» Supplied information:
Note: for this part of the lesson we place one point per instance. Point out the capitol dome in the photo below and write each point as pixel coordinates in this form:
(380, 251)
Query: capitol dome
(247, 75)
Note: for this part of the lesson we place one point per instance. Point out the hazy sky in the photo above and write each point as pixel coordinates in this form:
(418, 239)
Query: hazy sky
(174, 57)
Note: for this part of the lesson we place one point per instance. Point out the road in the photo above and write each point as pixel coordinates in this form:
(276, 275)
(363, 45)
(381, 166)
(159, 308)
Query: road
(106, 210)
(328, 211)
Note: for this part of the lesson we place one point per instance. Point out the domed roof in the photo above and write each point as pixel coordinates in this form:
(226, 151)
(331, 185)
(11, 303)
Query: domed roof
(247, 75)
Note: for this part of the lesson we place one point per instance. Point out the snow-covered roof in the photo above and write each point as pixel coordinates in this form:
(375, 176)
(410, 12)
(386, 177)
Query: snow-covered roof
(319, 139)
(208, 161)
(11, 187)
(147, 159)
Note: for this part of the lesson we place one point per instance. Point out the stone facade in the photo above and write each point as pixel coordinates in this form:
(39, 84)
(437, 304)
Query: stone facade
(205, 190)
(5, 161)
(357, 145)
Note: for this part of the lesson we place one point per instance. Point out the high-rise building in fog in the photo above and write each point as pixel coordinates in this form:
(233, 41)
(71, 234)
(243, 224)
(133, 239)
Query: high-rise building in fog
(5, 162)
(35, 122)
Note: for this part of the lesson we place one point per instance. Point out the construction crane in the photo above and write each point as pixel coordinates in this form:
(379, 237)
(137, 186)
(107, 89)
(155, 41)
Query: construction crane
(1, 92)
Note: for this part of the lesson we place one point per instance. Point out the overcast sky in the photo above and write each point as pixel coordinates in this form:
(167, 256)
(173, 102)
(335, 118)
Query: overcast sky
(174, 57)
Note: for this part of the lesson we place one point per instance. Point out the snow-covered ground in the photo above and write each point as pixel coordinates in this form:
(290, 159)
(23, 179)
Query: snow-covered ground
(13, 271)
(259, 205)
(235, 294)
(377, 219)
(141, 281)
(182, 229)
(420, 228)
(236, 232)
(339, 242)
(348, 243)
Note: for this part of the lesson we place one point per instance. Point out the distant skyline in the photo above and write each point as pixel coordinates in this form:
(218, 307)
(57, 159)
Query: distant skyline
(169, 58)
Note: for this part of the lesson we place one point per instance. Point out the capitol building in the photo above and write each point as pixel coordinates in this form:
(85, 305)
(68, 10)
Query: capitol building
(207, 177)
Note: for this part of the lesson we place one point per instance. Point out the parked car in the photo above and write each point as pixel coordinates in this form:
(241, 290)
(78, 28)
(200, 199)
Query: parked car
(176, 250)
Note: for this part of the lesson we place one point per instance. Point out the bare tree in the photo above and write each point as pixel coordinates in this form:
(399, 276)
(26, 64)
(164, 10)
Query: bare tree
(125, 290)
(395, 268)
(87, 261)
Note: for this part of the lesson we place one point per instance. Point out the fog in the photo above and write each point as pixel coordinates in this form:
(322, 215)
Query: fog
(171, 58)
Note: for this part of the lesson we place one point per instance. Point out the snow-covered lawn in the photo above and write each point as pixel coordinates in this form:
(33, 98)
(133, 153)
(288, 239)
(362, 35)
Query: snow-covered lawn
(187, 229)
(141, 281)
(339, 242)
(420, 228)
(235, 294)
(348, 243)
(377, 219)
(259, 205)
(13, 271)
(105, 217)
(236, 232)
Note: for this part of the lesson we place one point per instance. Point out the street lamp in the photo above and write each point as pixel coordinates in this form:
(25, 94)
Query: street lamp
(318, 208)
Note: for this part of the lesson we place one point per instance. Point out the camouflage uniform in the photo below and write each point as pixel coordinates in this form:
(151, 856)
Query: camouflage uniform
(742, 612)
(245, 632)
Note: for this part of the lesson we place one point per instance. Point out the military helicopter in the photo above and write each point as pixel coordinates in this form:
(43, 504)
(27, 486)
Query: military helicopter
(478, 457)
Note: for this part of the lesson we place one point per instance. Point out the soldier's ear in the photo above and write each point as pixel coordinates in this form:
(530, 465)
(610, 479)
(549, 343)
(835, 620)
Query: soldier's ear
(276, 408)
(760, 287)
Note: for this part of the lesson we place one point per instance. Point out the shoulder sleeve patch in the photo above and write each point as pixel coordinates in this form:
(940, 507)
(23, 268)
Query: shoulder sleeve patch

» What is asked:
Write out every item above again, changing "pixel coordinates" to "image coordinates" wherever it occurs. Leave all other text as is.

» Answer:
Note: for this part of the lesson we place one point per instance. Point out the capitol dome in the photo below and write each point as image coordinates in this form:
(380, 251)
Query: capitol dome
(247, 75)
Note: for this part of the lesson we place one point per instance. Point out the hazy sky in the photo above and write each point as image coordinates in this form:
(418, 239)
Query: hazy sky
(174, 57)
Note: for this part of the lesson we place one point per instance. Point out the road in the photo above and write each point as image coordinates in this form:
(276, 275)
(363, 45)
(381, 166)
(159, 308)
Query: road
(106, 210)
(328, 211)
Note: for this part of the lesson we place one point per instance. Point out the domed roof in the photo above and write each point as image coordinates in this form:
(226, 151)
(331, 185)
(11, 303)
Query: domed roof
(247, 75)
Note: for this part of the lesson we place one point per instance. Point out the snow-covered roof in the photo above and write each point as image coordinates in this form:
(375, 176)
(410, 12)
(386, 177)
Query: snow-covered roof
(319, 139)
(208, 161)
(11, 187)
(147, 159)
Note: for this part of the lesson we place one point per instance. Point out the stone facade in the photo above and write each point as image coordinates in this form:
(39, 84)
(437, 304)
Query: stone facade
(205, 190)
(5, 161)
(357, 145)
Note: for this part of the lesson we place one point per instance. Point out the high-rise building in fog in the photo above and write each point as image coordinates in this form:
(233, 41)
(71, 234)
(243, 224)
(133, 239)
Query: high-rise building in fog
(5, 162)
(35, 122)
Note: for this part of the lesson we place one point per instance. Point out the construction crane in the photo above and write each point as image coordinates in this form:
(379, 237)
(137, 186)
(107, 89)
(155, 41)
Query: construction crane
(1, 92)
Note: for this part of the lesson we place one point per instance. Point out the overcast sky in the photo above and write each point as image coordinates in this form:
(167, 256)
(173, 102)
(335, 118)
Query: overcast sky
(174, 57)
Note: for this part of the lesson we place one point per instance. Point out the snow-covered ground in the photo above and write each point as image coordinates in this form:
(290, 159)
(23, 179)
Query: snow-covered ground
(13, 271)
(259, 205)
(235, 294)
(377, 219)
(141, 281)
(182, 229)
(420, 228)
(236, 232)
(339, 242)
(348, 243)
Note: for this part of the lesson we place one point per instance. Point out the distant skyline in the photo above and write each point as image coordinates in this form:
(218, 307)
(57, 159)
Query: distant skyline
(169, 58)
Note: for this part of the lesson we place one point per instance. Point out the capitol building in the photo above and write each point as image coordinates in this form:
(85, 305)
(68, 10)
Query: capitol building
(207, 177)
Note: for this part of the lesson we place one point per instance. Point out the parked car in the photo above and write each point as image coordinates in this form:
(241, 290)
(78, 28)
(200, 199)
Query: parked car
(176, 250)
Note: for this part of the lesson we place one point per instance. Point out the bare tree in the photo above and write each point as image coordinates in this form:
(399, 276)
(26, 64)
(164, 10)
Query: bare tree
(125, 290)
(395, 268)
(87, 261)
Note: for this part of the lesson we place one point per instance. Point out the fog in the photo above and write each point as image coordinates in this form:
(322, 215)
Query: fog
(171, 58)
Note: for this part of the lesson we place one point per instance. Point out the snow-covered lawn in the photo above and write each point as image coordinates in this form:
(33, 98)
(133, 153)
(288, 239)
(362, 35)
Query: snow-covered lawn
(187, 229)
(141, 281)
(339, 242)
(420, 228)
(235, 294)
(348, 243)
(377, 219)
(259, 205)
(13, 271)
(105, 217)
(236, 232)
Note: for this part of the lesson we place one point per instance. Point out the street lamp in the photo above and write each point as image coordinates in this form:
(25, 94)
Query: street lamp
(318, 208)
Note: for this part of the lesson we place one point per instance. Point out the camouflage uniform in the photo below and write each point as image coordinates in this form:
(151, 856)
Query: camouflage uniform
(742, 612)
(245, 632)
Note: for this part of the lesson we place one point per instance. Point out the military helicopter in the photo above and write each point as image coordinates in this form:
(43, 504)
(27, 486)
Query: military helicopter
(478, 457)
Note: for this part of the lesson we place one point per instance. Point out the soldier's ear in the photo above and write each point as image coordinates in this form:
(530, 465)
(610, 479)
(549, 343)
(835, 620)
Query: soldier's ear
(276, 408)
(760, 287)
Note: for this part of the lesson we place one point per instance. Point out the shoulder sleeve patch in the photo above and write each point as image coordinates in this form:
(940, 507)
(23, 268)
Query: shoulder sleeve patch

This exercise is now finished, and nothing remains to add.